▸ **Exercise directions**
Please reproduce the data below exactly, from the first line to the last.

▸ **Entries shown**
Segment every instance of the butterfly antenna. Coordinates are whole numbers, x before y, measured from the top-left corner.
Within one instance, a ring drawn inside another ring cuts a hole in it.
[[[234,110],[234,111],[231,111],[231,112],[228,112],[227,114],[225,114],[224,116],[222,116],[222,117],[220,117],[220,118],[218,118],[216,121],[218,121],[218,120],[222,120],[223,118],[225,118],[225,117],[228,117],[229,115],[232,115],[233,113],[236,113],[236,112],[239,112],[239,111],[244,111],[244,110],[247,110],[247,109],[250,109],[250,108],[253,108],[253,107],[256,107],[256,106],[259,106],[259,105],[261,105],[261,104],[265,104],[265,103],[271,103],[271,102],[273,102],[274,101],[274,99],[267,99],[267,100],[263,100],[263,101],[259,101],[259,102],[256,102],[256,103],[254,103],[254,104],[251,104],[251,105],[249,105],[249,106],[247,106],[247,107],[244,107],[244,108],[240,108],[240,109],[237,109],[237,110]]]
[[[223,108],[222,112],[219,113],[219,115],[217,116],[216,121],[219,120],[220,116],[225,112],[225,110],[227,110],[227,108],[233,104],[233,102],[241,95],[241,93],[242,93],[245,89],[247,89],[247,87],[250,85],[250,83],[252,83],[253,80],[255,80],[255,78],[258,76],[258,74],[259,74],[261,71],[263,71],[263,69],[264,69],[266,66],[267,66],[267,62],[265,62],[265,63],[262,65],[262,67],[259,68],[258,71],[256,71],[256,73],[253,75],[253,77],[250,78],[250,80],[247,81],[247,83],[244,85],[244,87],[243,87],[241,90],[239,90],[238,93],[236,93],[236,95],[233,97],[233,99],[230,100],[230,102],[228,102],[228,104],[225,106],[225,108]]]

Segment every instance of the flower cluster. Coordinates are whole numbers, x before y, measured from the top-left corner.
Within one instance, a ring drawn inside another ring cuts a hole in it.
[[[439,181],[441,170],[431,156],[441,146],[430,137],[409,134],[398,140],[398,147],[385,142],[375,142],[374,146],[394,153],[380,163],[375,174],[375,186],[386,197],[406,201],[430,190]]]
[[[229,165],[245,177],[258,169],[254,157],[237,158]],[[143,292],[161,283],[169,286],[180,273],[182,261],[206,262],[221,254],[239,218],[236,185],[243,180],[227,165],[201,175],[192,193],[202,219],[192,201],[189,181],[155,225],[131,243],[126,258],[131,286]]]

▸ **Exercise result**
Segment every instance of the butterfly antenna. Coordinates are whole numbers, x before y, measured from the top-left corner.
Within one instance, a ring drawn inside another ring cuts a hole in it.
[[[234,110],[234,111],[231,111],[231,112],[228,112],[227,114],[225,114],[224,116],[222,116],[222,117],[220,117],[220,118],[218,118],[216,121],[218,121],[218,120],[222,120],[223,118],[225,118],[225,117],[228,117],[229,115],[232,115],[233,113],[236,113],[236,112],[239,112],[239,111],[244,111],[244,110],[247,110],[247,109],[250,109],[250,108],[253,108],[253,107],[256,107],[256,106],[259,106],[259,105],[261,105],[261,104],[265,104],[265,103],[271,103],[271,102],[273,102],[274,101],[274,99],[267,99],[267,100],[263,100],[263,101],[259,101],[259,102],[256,102],[256,103],[254,103],[254,104],[251,104],[251,105],[249,105],[249,106],[247,106],[247,107],[244,107],[244,108],[240,108],[240,109],[237,109],[237,110]]]
[[[223,108],[222,112],[219,113],[219,115],[217,116],[216,121],[219,120],[220,116],[225,112],[225,110],[227,110],[227,108],[233,104],[233,102],[241,95],[241,93],[242,93],[245,89],[247,89],[247,87],[250,85],[250,83],[252,83],[253,80],[255,80],[255,78],[258,76],[258,74],[259,74],[261,71],[263,71],[263,69],[264,69],[266,66],[267,66],[267,62],[265,62],[265,63],[262,65],[262,67],[259,68],[258,71],[256,71],[256,73],[253,75],[253,77],[250,78],[250,80],[247,81],[247,83],[244,85],[244,87],[243,87],[241,90],[239,90],[238,93],[236,93],[236,95],[233,97],[233,99],[230,100],[230,102],[228,102],[228,104],[225,106],[225,108]]]

Segment every instance of the flower cluster. Coordinates are whole numbers, x before y, measured from the top-left corner.
Within one instance, a ring drawn inside another ring cuts a hole in it.
[[[439,181],[441,170],[431,156],[441,146],[430,137],[409,134],[398,140],[398,147],[385,142],[375,142],[374,146],[394,153],[380,163],[375,174],[375,186],[386,197],[406,201],[430,190]]]
[[[229,165],[245,177],[258,169],[254,157],[237,158]],[[143,292],[161,283],[169,286],[180,273],[182,261],[206,262],[221,254],[239,218],[236,185],[243,180],[227,165],[201,175],[192,193],[202,219],[192,201],[189,181],[155,225],[131,243],[126,258],[131,286]]]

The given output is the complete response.